EXERCISE DETAILS –
Produce a copy of every line in the records that holds the string "truck".
--- RECORDS FOR THIS TASK Enclosed Below ---
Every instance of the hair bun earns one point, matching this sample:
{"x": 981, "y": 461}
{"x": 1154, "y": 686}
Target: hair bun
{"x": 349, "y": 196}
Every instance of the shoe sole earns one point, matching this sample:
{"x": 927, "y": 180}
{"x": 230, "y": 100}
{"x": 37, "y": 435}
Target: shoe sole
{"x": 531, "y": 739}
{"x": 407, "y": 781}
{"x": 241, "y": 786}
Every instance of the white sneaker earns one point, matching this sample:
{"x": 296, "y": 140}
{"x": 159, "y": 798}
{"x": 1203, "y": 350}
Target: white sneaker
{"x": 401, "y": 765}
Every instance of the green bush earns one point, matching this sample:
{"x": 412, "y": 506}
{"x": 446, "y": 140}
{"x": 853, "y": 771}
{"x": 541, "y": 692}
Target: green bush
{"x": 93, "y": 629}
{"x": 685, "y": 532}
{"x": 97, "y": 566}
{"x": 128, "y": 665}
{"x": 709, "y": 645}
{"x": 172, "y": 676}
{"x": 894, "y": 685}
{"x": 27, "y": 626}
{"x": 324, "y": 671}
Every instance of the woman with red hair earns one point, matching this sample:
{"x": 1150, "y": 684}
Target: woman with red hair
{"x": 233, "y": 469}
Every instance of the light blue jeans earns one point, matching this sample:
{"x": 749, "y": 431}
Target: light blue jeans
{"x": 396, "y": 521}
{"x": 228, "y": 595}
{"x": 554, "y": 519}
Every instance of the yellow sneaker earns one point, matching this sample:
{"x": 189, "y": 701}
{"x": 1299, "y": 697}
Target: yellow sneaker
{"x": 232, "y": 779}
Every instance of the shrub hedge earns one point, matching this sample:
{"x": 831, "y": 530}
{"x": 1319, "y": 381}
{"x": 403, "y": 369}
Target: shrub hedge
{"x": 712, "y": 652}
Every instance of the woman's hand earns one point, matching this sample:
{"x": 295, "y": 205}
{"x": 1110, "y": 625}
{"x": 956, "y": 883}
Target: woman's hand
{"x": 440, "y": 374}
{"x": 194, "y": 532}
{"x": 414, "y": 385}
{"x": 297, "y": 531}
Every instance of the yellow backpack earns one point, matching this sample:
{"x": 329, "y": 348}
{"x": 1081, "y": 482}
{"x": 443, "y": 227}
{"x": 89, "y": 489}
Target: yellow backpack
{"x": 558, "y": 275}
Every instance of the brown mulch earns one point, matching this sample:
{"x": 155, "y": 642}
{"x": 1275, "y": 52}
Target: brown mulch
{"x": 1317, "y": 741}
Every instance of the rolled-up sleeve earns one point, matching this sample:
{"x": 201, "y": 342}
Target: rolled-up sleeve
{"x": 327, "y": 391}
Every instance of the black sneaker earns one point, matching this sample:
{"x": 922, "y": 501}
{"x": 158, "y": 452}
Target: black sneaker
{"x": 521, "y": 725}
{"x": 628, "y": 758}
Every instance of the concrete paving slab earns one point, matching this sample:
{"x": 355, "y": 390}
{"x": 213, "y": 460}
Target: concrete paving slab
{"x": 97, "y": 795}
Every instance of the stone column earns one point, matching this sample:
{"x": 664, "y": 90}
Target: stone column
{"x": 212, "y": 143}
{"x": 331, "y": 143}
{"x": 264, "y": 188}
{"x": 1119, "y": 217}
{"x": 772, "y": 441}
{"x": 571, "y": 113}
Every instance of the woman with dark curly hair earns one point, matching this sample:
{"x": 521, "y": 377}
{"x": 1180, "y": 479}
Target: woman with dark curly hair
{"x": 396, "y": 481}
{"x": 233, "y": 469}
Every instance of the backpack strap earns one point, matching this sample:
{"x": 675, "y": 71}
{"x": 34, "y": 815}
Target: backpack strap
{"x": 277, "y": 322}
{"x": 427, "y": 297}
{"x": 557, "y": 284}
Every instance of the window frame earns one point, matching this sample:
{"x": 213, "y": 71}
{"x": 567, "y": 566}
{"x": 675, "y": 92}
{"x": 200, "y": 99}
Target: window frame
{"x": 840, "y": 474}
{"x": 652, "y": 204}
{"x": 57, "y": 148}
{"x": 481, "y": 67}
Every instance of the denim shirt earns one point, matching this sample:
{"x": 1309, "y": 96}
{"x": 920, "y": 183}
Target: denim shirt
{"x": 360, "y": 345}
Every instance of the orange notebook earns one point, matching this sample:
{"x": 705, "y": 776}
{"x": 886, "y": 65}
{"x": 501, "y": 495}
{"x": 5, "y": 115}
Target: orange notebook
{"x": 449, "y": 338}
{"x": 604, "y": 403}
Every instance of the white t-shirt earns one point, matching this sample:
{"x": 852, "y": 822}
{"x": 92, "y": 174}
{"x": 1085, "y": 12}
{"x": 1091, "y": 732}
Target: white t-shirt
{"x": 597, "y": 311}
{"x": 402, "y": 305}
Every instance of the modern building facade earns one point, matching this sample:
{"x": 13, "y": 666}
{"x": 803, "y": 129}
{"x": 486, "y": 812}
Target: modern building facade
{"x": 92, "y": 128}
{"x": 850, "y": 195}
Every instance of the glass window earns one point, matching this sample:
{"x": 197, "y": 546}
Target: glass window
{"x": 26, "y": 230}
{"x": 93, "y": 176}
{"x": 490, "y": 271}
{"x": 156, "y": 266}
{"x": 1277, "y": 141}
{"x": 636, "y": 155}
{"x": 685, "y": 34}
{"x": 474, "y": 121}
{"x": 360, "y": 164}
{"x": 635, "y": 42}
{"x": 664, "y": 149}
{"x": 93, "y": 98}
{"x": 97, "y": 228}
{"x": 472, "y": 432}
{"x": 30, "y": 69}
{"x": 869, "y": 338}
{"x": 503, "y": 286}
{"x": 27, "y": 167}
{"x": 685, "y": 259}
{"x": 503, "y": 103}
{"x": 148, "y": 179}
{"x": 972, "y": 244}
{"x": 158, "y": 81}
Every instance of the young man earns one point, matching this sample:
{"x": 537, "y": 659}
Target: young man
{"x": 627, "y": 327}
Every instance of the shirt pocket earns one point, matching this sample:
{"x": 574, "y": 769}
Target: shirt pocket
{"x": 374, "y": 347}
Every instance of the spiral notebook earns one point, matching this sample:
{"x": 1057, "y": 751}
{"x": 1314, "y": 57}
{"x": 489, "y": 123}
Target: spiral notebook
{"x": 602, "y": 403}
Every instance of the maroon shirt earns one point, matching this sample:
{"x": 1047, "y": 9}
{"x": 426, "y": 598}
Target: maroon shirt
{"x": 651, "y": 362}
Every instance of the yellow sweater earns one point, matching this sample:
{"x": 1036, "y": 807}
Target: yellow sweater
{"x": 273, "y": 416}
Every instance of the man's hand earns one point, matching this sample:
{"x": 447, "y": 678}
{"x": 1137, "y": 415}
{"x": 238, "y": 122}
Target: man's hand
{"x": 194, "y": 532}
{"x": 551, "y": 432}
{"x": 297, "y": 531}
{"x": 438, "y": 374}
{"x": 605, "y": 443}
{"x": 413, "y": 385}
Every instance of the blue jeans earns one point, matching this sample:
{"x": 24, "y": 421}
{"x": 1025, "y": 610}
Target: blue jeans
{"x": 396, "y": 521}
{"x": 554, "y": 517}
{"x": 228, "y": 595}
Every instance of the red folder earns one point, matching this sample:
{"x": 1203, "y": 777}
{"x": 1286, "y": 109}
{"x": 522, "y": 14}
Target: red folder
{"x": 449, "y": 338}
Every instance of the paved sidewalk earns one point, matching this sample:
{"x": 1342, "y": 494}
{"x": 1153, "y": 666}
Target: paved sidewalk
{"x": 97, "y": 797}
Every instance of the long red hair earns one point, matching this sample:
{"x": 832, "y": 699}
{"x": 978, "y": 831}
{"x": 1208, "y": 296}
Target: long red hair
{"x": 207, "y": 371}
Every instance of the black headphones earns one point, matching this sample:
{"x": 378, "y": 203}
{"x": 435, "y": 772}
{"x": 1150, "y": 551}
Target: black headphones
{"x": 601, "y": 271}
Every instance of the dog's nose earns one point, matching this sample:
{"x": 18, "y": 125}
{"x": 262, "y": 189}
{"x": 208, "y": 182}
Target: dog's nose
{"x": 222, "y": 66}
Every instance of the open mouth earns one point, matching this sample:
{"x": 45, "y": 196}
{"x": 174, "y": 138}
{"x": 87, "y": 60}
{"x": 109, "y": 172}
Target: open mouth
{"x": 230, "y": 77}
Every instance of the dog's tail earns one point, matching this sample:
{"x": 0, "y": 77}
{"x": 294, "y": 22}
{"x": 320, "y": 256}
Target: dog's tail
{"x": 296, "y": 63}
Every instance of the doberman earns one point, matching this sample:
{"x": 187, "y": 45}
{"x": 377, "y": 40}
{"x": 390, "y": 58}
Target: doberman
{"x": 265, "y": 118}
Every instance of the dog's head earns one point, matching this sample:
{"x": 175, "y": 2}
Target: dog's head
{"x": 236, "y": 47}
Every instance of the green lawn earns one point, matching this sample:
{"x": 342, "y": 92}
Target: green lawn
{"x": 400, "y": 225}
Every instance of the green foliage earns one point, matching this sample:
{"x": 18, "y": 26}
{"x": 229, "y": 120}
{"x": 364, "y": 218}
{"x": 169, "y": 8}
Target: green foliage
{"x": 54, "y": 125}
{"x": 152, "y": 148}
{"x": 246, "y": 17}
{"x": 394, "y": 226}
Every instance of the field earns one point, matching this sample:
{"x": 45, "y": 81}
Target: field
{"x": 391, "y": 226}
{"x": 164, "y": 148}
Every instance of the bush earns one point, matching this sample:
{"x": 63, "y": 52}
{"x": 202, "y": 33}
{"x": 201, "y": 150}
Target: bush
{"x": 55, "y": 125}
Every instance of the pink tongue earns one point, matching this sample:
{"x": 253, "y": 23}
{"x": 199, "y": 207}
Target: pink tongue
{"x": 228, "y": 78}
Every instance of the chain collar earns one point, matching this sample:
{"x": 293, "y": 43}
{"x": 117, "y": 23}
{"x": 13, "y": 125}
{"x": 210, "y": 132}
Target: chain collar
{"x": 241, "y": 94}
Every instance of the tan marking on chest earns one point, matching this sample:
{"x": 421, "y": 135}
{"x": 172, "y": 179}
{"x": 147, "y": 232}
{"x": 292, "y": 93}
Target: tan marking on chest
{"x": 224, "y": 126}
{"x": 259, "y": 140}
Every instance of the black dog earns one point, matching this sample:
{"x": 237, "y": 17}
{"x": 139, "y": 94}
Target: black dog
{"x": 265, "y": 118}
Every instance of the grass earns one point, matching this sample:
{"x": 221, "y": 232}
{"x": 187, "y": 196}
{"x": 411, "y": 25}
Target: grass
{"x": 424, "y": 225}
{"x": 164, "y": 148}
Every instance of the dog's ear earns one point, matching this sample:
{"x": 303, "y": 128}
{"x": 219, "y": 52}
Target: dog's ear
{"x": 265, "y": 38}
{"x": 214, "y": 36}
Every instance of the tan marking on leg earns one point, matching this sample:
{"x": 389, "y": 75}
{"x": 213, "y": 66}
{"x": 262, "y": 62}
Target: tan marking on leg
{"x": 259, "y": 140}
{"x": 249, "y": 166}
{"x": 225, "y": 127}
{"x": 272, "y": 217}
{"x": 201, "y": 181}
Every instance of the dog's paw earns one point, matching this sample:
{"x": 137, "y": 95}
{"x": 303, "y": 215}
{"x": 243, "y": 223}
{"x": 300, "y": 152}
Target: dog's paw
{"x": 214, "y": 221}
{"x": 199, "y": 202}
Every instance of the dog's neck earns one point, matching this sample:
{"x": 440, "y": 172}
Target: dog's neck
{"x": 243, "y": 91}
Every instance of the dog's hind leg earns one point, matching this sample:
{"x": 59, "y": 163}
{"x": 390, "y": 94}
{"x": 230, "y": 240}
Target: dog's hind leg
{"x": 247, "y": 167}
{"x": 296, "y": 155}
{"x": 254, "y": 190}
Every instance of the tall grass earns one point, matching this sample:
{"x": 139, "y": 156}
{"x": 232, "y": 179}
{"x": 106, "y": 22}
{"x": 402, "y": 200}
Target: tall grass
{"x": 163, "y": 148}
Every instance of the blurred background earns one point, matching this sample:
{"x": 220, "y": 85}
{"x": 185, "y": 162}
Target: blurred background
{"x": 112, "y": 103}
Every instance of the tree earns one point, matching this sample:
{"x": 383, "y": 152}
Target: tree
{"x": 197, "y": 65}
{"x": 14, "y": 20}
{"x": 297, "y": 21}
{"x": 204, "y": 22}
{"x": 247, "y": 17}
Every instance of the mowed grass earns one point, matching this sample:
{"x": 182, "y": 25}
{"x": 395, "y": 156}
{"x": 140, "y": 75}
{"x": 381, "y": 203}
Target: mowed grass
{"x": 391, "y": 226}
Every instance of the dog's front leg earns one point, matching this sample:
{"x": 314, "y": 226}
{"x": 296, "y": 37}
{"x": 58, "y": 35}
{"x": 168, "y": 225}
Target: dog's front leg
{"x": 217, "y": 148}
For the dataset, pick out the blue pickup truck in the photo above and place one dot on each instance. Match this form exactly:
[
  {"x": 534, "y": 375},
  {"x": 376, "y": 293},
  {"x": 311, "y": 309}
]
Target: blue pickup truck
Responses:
--- End of Enclosed RECORDS FOR THIS TASK ---
EXERCISE SOLUTION –
For the dataset, pick out the blue pickup truck in the photo above and place one dot on each instance. Match this form exactly:
Target: blue pickup truck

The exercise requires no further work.